Directive =>
Make an exact copy of all the entries, but do not reproduce the pictures.
***** Given records
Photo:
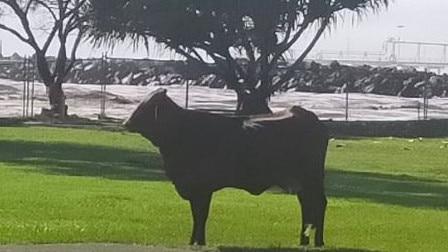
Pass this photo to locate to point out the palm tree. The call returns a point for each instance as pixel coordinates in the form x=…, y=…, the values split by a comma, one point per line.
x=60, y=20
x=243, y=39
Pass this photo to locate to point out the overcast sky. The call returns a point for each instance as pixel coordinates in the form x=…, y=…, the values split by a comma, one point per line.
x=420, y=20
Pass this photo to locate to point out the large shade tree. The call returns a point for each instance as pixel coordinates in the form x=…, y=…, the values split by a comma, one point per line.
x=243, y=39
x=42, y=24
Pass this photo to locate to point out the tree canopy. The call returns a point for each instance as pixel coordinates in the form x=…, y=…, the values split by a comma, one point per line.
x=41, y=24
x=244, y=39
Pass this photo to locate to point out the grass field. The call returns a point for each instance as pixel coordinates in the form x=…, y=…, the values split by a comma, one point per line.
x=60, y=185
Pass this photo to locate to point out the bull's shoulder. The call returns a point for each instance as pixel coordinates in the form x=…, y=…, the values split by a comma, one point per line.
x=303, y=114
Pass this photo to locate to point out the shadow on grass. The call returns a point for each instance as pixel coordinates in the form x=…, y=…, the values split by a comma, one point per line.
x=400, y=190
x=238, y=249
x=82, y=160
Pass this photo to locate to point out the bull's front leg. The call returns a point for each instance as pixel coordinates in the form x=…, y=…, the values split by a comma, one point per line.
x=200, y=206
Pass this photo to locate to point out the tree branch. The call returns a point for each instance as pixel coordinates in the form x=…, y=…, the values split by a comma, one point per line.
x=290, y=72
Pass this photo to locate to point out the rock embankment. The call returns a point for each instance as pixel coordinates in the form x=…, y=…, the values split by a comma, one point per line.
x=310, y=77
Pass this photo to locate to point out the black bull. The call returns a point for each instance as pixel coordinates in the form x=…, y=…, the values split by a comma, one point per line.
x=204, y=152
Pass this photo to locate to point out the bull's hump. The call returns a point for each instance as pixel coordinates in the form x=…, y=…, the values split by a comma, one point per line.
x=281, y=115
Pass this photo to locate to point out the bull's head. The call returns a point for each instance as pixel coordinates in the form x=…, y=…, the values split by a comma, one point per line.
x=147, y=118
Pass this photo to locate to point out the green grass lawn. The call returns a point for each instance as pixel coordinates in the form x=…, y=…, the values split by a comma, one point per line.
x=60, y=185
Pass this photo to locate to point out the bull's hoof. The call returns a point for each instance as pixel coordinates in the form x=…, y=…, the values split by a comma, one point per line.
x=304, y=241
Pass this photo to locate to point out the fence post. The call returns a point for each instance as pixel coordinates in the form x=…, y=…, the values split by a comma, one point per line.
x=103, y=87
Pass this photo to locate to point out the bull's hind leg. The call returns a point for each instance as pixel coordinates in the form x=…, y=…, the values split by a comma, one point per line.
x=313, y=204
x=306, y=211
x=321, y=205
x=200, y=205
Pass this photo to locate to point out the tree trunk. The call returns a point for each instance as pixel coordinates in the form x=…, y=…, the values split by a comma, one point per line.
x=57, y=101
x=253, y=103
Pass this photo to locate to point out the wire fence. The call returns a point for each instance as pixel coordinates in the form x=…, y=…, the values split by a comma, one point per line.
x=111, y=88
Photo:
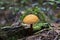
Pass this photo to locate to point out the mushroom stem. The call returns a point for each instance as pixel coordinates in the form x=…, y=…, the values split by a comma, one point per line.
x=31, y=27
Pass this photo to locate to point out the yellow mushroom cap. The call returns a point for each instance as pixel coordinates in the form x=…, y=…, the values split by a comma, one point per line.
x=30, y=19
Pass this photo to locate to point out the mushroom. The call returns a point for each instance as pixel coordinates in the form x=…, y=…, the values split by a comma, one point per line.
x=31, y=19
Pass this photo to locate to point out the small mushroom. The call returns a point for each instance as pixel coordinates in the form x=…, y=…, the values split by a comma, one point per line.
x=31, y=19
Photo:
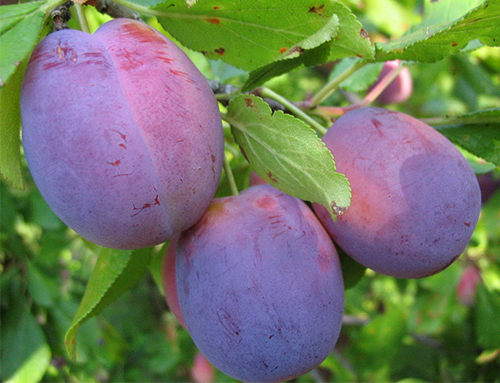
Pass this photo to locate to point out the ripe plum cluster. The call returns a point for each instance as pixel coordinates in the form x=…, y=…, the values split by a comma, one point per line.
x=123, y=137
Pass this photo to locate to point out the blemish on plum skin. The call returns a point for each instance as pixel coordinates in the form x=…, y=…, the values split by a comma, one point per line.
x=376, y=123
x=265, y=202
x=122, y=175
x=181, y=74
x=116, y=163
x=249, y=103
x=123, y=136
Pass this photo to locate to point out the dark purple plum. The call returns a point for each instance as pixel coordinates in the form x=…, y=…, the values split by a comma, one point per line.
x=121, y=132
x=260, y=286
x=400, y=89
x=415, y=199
**********
Exercise result =>
Photo:
Pass this photo to locate to point out the palm tree. The call returns a point for each instance as pixel coordinates in the form x=…, y=…, the values split by a comma, one point per line.
x=60, y=20
x=243, y=39
Pass this photo to locate to point out the overcast sky. The call returns a point for each instance as pixel coordinates in the form x=…, y=…, the values split by a comma, one point per line.
x=420, y=20
Pass this photo to locate to point out the large shade tree. The call returns a point for each instance as pixel coordinates in the form x=…, y=…, the values split by a comma, one point per line.
x=243, y=39
x=42, y=24
Pass this photo to locate to point out the tree canopy. The call returns a point for each instance as pixel coordinates in the form x=…, y=…, the values split by a comma, one point per line.
x=41, y=24
x=244, y=39
Pass this photo to locate to point out the grass field. The call returns a point for each instance as pixel coordinates in the form x=…, y=…, the values split by a comma, one point per line.
x=60, y=185
Pass this photo to locate to point out the bull's shoulder. The call returns a point for each instance as pixel coordinates in the form x=…, y=…, the values split by a comma, one point per line.
x=303, y=114
Pass this photo to locate to point out the shadow on grass. The call returns a point for each instance as pixel coordinates in the form x=…, y=…, the values split by a comma, one point per line.
x=400, y=190
x=238, y=249
x=82, y=160
Pass this photo to locate to point out the bull's front leg. The call returns a point for each instance as pixel coordinates in the form x=…, y=…, the values split by a comma, one point per line.
x=200, y=206
Pass this photo to locate to point out the tree branch. The call returns a point for each instance as pixel coordinates in the form x=…, y=…, the values split by a comma, one point per line.
x=290, y=72
Pass this photo to locate to point out the rock embankment. The call returns a point for each instance as pixel coordinates in the form x=…, y=…, the values split by a comma, one point per line.
x=310, y=77
Pass this photo to locate to point out the black bull. The call returns a point for each instance as pixel coordinates in the form x=…, y=…, the values split by a comma, one point per line.
x=204, y=152
Pass this photo to locate to point out the bull's hump. The call returns a point for each instance as pixel coordinates in the form x=…, y=…, the values split by a comma, one point per line.
x=281, y=115
Pass this photo to locate to point out the bull's head. The call returns a point for each instance as pixel coordinates in the form x=…, y=…, the values split by a comma, one point per line.
x=147, y=118
Pass this photo to locate to point out the green grass lawn. The call returns a point for each instance as pixel coordinates in the form x=…, y=…, the values split by a comma, one point per line.
x=60, y=185
Pass this photo to locate to point out the bull's hoof. The call returns a point for each instance as pixel coordinates in the form x=…, y=…, the values split by a comma, one point per line.
x=304, y=241
Pass this photo to locate to point out the fence post. The call returns a point for each instance as pixel coordinates in the form x=…, y=…, the values split by a comma, one point per line.
x=103, y=87
Pass this photo to locate to point out the bull's hind leg. The call returns a point for each instance as pixel coordinates in the form x=…, y=…, the values split by a comma, one point per line.
x=313, y=204
x=306, y=211
x=321, y=205
x=200, y=205
Pass this photo to locate to point out the tree trunk. The call returns a point for each instance as pixel coordinates in the form x=…, y=…, the values split by a comma, one point per line.
x=57, y=101
x=253, y=103
Pass this photo to locate to point out the wire fence. The call returns a point for each instance as pixel coordinates in the form x=…, y=…, the values split by a comma, one point per line.
x=111, y=88
Photo:
Pass this photo to locate to point out the mushroom stem. The call returns a point for each instance as pixel coordinates in the form x=…, y=…, the values split by a comma, one point per line.
x=31, y=27
Pass this photo to locate to point out the yellow mushroom cap. The call returns a point for each instance as pixel coordinates in the form x=…, y=…, the values split by a comma, one point per line.
x=30, y=19
Pass this photo to locate to point out the mushroom. The call returns a point for each instance as pixel coordinates in the form x=…, y=…, the values split by a comma, one point per line.
x=31, y=19
Pass this photo to locate to point out the small mushroom. The call returns a point for each instance as pixel coordinates in the form x=…, y=…, the values split by a comma, one point per line.
x=31, y=19
Photo:
Pass this photo to locate to point out the ripe plum cluster. The call returns a point for each instance as pixel coordinates in the form x=…, y=…, the values split by a comma, one point per line.
x=123, y=137
Pass this photo to locate to point out the blemish on plum skin. The call returns a point for each instance as pixel coordinates in the form x=…, y=…, the values split by a comma, one point per line.
x=376, y=123
x=265, y=202
x=122, y=175
x=181, y=74
x=116, y=163
x=249, y=103
x=123, y=136
Pass this photo to locate to point out the dark purple plum. The call returns a point for each instance as pixel coordinates in the form x=…, y=…, the values split by a comma, one point per line.
x=121, y=132
x=260, y=286
x=400, y=89
x=415, y=199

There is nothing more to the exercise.